» Фрагмент текста:
- - -
Гл. 28. Божественный эрос

Екатерина Домбровская
"ЧЕЛОВЕК НЕ ВПИСЫВАЮЩИЙСЯ" Ч.III.

"Кий человек от­ ва;с имы;й сто; ове;ц, и погу;бль еди;ну от­ ни;х, не оста;витъ ли девяти;десяти и девяти; в пусты;ни, и и;детъ вслед поги;бшия, до;ндеже обря;щет ю;?" (Лк.15:4)

Творение Тимофея диакона

Сколько бы не спорил с Лидой Волчаниновой Художник в рассказе Чехова «Дом с мезонином», она-то много лучше него вписывалась в свое время и, более того, могла стать, – да и стала – одним из его символов. А художник сошел на нет. (NB: Это важно для Иванова. – Прим. Тимофея. – Художник и есть тот же Иванов) И не только своего, но очень долго и «нашего» времени, наших долгих времен, потому что те идеалы, которые она в себе (и время в ней) воспитали, под тем или иным соусом сохранялись многие десятилетия, преодолев и сохранившись даже в годы «социалистического строительства».
 
Ее взгляды и деятельность могли критиковать, обличать в XX веке в передовицах газет, но изменения подходов не касались сердцевины, природы этого явления; могли мешать ей распространять одни книжки и подсовывать другие, но суть и мотивация ее жизнеделания оставалась неизменной. Это было все то же культуртрегерство, основанное на неверии в Бога, на атеистическом понимании природы человека, на культе рассудочности, рационализма, материализма, человеческих наук, неистребимого духа «Просвещения», словно Французская революция случилась только вчера и потом уже никогда не заканчивалась, потому что «нет у революции конца» (NB: Начало революциям положил диавол. – Прим. Тимофея), на идеалах всеобщей грамотности, разумеется, безбожной, на культе интеллигенции – жрецов и держателей сакральных тайн этой безбожной «грамотности», на «человек – это звучит гордо», на неувядающем культе «однова живем» и постепенном высвобождении с его помощью в человеке плотских и самых темных инстинктов, отчасти сдерживавшихся «моральным кодексом», но при отмене последнего, прорвавших все дамбы потоками черного разврата и тотального разложения нравственности. Той нравственности, которая есть в природе вещей – La morale est dans la nature des chases, — «Нравственность в природе вещей», – о чем сказал Жак Неккер, а Пушкин поставил его суждение эпиграфом к 4 главе «Евгения Онегина».
- - -
[Примеры разметки точками]
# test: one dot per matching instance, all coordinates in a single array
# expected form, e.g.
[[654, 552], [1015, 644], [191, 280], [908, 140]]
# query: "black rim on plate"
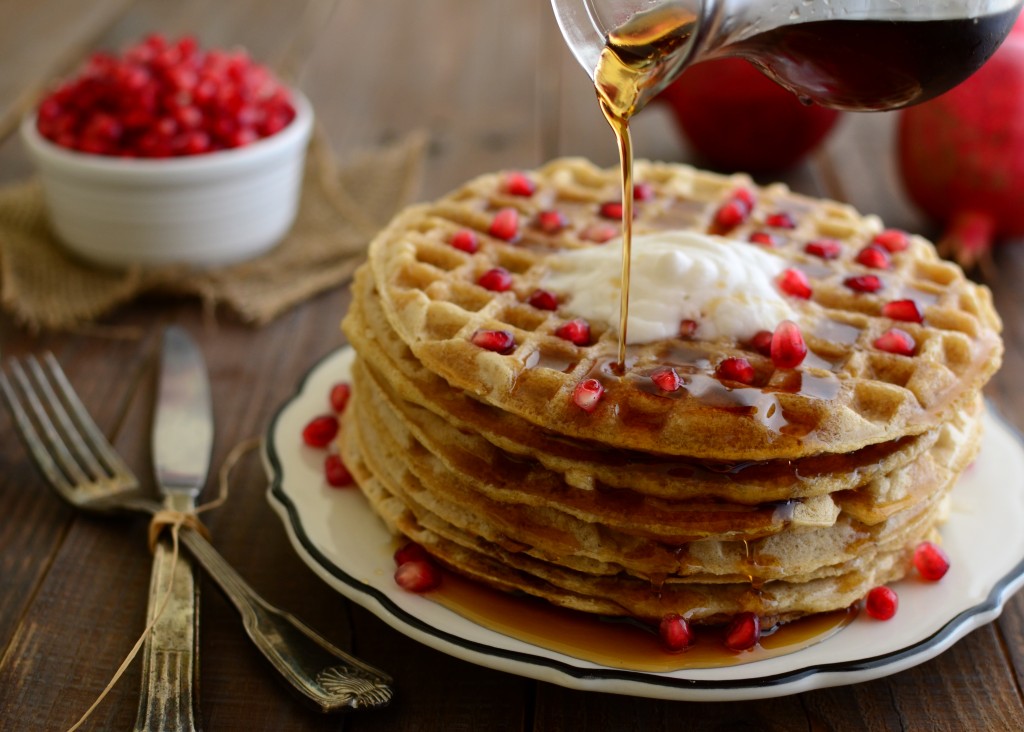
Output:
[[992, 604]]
- - -
» Задание: Чьё суждение, по словам фрагмента текста, Пушкин поставил эпиграфом к 4 главе «Евгения Онегина»?

» Результат выполнения: Суждение Жака Неккера.